> [Required action]: Provide a verbatim copy of the data below.

> [Extracted material]:
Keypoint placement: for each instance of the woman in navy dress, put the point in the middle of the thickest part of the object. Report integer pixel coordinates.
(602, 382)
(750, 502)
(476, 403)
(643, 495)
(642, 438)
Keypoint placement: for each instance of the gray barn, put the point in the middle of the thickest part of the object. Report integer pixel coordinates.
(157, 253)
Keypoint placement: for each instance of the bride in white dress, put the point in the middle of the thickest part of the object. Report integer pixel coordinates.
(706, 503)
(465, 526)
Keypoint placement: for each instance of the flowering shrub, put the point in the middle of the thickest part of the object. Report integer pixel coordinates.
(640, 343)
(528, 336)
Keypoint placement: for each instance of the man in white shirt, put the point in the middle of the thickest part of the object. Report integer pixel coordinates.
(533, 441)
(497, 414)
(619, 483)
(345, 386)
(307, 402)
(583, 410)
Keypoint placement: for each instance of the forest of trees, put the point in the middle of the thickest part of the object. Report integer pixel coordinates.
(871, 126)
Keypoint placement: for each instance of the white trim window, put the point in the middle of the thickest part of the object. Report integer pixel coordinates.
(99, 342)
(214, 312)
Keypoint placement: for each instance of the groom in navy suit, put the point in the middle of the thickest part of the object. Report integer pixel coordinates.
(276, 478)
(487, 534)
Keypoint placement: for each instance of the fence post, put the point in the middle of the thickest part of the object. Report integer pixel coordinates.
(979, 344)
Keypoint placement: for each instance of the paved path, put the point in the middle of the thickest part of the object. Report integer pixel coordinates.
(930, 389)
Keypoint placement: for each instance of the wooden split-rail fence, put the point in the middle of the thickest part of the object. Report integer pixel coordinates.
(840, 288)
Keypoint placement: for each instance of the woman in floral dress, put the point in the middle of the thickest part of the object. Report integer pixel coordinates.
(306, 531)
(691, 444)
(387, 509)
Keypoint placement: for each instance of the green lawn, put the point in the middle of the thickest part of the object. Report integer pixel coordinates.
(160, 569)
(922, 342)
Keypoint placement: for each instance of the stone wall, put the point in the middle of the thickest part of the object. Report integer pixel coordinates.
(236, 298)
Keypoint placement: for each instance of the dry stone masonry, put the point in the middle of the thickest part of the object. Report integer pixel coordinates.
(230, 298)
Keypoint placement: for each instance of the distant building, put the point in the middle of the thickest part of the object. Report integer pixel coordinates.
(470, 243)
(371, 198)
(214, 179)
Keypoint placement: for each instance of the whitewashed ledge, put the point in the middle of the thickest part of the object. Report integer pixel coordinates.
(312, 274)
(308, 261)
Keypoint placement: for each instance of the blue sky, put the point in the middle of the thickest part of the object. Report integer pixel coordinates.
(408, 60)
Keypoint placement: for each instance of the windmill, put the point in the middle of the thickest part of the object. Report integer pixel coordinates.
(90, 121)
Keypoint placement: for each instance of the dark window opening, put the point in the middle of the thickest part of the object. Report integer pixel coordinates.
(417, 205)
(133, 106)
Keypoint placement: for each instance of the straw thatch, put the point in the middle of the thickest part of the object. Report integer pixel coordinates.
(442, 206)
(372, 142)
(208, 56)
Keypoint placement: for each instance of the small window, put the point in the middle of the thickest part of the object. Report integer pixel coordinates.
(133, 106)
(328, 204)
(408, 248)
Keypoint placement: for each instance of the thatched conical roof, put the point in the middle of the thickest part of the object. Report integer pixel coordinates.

> [Response below]:
Keypoint placement: for each instance of the woman in navy dress, put the point in the middle of the thickest part of the object. Report integer pixel coordinates.
(602, 382)
(750, 502)
(476, 403)
(643, 495)
(642, 438)
Keypoint placement: for each instance of the gray barn, put the point in the middle of the thickest part of the object. Report integer pixel coordinates.
(157, 253)
Keypoint placement: for each instance of the bride in white dress, put the point in the middle of the thickest part of the object. Report integer pixel coordinates.
(706, 503)
(465, 526)
Keypoint placement: for each instance of the flowering shrub, put the point in the middle of the thickest part of the object. Report integer pixel coordinates.
(640, 343)
(528, 336)
Keypoint placement: for each instance of the man in white shirt, put the point in the middle of the thickest part of the object. Report integer pixel coordinates.
(533, 441)
(497, 414)
(619, 483)
(345, 386)
(307, 402)
(583, 410)
Keypoint placement: for each instance of the forest of trees, put the point in the middle of the thickest part of the object. Report integer pixel coordinates.
(871, 126)
Keypoint placement: for each instance of the white trim window, put the point in the middle of the thickest part of the object. Report integer pixel coordinates.
(99, 342)
(214, 312)
Keypoint placement: for each instance of the groom in navy suit, put the point in the middle of the thickest part of the object. Report integer pixel coordinates.
(276, 478)
(487, 534)
Keypoint placement: for each instance of the fence post, put the point in the middle of the thickest part of the object. Report integer pixel coordinates.
(979, 344)
Keypoint placement: for each instance of the paved path, put the point in the middle of the thickest part of the object. Report integer pixel coordinates.
(930, 389)
Keypoint placement: for each instance of the wooden split-rail fence, put the point in the middle of the thickest part of the object. Report integer pixel coordinates.
(840, 288)
Keypoint placement: for each instance of the woman in floral dress, put the point in the middle of the thickest part of the object. Report integer pixel coordinates.
(306, 531)
(691, 444)
(387, 509)
Keypoint placement: for each instance of the green lawn, put the point in the middle of the thickest part of the object. Report integer pixel coordinates.
(160, 569)
(922, 342)
Keypoint placement: for each instance of the stone wall, put the point in the middle of the thickest part of the object. Report integer pixel coordinates.
(236, 298)
Keypoint placement: for each instance of the dry stone masonry, put the point in the middle of the thickest part of the object. Report integer pixel coordinates.
(230, 298)
Keypoint placement: for each instance of the distant building, put the point in the middle of the thickest part of the object. Report integer pixel coordinates.
(470, 243)
(371, 198)
(214, 179)
Keypoint placement: for each instance of the whitewashed ledge, put the point in the middle of the thickest part of the object. Report integer pixel coordinates.
(312, 274)
(308, 261)
Keypoint placement: for each instance of the blue sky, put the point in the middle of the thickest part of the object. Report integer pixel coordinates.
(408, 60)
Keypoint placement: for each instance of the windmill, put the point in the middle of the thickest part of the object. Report integer pixel coordinates.
(90, 121)
Keypoint placement: for each instance of the dark window opening, put the point in the middle of the thickest part of the object. Report integer pixel coordinates.
(417, 205)
(133, 106)
Keypoint placement: for each instance of the straw thatch, put the point in the middle of the thickest part of the object. Report integer pixel coordinates.
(442, 206)
(372, 142)
(208, 56)
Keypoint placement: for each instance of the small window, put the point in the middle of the thickest part of the object. Report integer pixel coordinates.
(133, 106)
(328, 204)
(408, 248)
Keypoint placement: for each instance of the thatched conical roof, put the point in the middle of the thickest part of the object. Report integer pixel coordinates.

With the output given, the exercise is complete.